[Location identification items]
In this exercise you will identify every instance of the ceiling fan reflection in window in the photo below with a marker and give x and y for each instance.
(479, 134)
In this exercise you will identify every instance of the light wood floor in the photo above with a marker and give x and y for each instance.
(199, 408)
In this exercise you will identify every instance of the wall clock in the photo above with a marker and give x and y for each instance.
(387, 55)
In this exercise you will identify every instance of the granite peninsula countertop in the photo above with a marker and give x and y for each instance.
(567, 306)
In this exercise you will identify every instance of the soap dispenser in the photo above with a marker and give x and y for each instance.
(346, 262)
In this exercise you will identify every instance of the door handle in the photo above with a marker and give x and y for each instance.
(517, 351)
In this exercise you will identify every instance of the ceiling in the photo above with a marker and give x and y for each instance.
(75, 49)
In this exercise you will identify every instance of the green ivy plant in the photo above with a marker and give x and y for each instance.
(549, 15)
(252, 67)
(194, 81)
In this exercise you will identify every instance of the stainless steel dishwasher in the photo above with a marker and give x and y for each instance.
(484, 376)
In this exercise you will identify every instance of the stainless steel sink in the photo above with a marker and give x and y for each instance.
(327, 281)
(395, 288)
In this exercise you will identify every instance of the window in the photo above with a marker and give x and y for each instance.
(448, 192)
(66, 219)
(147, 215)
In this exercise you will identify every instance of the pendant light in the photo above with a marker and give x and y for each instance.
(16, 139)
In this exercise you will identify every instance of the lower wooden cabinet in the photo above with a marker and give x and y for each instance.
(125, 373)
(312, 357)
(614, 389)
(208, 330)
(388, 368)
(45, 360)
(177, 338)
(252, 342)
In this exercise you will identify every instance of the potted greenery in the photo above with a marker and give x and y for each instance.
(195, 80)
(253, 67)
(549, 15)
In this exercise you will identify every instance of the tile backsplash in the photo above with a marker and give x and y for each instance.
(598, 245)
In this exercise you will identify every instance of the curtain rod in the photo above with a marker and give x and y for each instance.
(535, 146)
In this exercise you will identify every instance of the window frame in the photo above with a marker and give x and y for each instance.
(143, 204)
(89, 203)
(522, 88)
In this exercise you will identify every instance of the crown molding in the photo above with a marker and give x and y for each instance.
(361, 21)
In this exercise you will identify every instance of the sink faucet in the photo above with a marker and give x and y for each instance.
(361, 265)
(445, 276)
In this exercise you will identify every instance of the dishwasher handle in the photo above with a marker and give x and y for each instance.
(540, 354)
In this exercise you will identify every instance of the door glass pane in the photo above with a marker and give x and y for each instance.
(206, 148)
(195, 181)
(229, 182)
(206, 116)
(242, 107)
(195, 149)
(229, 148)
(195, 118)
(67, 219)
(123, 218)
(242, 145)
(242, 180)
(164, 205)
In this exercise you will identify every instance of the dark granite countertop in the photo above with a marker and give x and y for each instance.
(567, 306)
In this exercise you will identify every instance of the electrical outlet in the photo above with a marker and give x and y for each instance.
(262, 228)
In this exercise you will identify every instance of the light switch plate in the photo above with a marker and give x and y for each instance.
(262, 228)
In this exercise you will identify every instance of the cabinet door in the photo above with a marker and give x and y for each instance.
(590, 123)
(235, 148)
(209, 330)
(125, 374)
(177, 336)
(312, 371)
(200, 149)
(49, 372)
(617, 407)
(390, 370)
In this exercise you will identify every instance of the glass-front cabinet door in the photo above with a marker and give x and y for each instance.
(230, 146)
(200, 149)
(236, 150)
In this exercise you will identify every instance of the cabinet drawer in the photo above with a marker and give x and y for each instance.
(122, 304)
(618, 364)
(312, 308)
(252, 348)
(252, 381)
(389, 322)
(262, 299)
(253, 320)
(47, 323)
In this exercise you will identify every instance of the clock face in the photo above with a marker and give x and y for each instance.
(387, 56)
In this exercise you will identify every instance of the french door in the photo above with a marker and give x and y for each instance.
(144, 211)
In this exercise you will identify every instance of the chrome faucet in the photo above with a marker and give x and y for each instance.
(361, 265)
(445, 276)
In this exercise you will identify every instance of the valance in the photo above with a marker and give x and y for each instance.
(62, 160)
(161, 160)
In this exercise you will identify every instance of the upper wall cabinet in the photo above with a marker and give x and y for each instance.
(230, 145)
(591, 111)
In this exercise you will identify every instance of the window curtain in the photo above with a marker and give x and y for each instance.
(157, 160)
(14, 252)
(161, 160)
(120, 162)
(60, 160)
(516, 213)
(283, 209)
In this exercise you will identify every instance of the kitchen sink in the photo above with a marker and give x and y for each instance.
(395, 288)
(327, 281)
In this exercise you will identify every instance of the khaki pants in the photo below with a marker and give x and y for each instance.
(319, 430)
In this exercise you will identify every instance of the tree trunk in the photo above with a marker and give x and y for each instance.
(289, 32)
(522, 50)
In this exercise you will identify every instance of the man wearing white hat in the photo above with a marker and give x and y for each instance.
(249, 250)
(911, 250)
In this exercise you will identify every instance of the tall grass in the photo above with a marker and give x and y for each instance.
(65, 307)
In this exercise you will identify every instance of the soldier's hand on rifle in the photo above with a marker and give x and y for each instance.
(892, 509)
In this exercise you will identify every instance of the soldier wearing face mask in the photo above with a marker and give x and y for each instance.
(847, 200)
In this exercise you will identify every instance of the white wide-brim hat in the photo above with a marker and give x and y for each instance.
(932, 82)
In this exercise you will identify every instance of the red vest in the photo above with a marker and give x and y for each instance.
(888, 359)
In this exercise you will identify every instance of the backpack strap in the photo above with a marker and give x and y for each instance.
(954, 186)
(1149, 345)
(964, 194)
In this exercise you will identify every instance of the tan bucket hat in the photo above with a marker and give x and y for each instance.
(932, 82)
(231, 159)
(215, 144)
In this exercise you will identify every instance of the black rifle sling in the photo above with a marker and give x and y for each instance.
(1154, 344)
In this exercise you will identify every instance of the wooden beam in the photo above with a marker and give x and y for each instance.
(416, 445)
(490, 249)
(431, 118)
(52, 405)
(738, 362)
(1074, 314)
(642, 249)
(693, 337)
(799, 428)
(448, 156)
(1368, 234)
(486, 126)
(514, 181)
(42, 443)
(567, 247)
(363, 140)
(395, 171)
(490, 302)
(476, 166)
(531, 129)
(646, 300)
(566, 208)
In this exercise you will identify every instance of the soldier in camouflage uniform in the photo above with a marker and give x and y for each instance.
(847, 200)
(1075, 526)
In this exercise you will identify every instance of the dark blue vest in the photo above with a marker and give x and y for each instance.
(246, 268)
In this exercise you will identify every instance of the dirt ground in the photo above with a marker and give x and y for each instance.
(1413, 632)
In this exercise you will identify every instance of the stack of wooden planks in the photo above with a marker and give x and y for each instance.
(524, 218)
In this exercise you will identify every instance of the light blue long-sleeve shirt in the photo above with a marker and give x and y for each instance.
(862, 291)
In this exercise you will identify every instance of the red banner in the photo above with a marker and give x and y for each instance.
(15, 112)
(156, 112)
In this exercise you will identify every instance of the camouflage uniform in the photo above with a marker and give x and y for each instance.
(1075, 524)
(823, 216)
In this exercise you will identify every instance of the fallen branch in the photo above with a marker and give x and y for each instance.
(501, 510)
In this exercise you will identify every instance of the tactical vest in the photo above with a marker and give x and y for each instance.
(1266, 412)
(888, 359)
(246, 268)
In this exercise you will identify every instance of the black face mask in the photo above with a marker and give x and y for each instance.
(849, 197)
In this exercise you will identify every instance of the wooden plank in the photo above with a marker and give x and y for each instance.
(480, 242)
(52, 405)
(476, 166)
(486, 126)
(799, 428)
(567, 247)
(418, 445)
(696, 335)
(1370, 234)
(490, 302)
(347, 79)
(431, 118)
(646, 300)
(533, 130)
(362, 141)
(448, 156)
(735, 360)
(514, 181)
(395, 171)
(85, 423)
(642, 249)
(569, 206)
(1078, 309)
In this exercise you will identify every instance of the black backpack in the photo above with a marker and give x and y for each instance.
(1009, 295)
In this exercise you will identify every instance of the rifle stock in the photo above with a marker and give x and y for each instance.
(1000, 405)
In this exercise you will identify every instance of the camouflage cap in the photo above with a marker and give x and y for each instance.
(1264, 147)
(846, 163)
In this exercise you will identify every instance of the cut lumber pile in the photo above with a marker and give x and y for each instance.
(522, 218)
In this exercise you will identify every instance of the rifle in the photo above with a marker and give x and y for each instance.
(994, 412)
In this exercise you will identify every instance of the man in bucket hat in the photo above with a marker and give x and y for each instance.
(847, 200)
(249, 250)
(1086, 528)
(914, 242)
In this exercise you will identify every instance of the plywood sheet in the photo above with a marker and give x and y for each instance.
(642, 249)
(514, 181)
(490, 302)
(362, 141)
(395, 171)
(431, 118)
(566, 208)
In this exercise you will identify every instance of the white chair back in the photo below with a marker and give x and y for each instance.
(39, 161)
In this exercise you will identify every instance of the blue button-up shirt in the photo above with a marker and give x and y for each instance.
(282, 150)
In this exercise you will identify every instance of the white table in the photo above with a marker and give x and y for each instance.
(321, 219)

● **GIVEN TASK**:
Repeat, exactly and only, the lines above from the one containing "the camouflage cap" through the end of the material.

● **ANSWER TO THE PROBLEM**:
In this exercise you will identify every instance of the camouflage cap in the photo above with a marker and give x and y for each instance.
(1264, 147)
(846, 163)
In this exercise you will identify every instance of the cut lumber pile in the photo above with a marker and give x and y for each instance.
(522, 218)
In this exercise you will identify every instance of the rifle in the photo above with a marker and give x and y for each instance.
(994, 412)
In this exercise you will identify every instance of the man in bucket hat in the photo above with a marker and give x and y for each instance.
(847, 200)
(249, 250)
(1086, 528)
(914, 242)
In this exercise you will identify every instance of the plywood sheet in the photo above with a marker and give x and y for each instance.
(642, 249)
(514, 181)
(490, 302)
(362, 141)
(395, 171)
(431, 118)
(566, 208)
In this exercise you will identify every instance of the white chair back in the photo below with a marker and give x and y for each instance.
(39, 161)
In this exercise you will identify every instance of the blue button-up shirt in the photo above with a marker and give x and y for each instance.
(282, 150)
In this exercise you will identify every instance of the white table in the photo above with a marker and give x and y for each instance.
(321, 219)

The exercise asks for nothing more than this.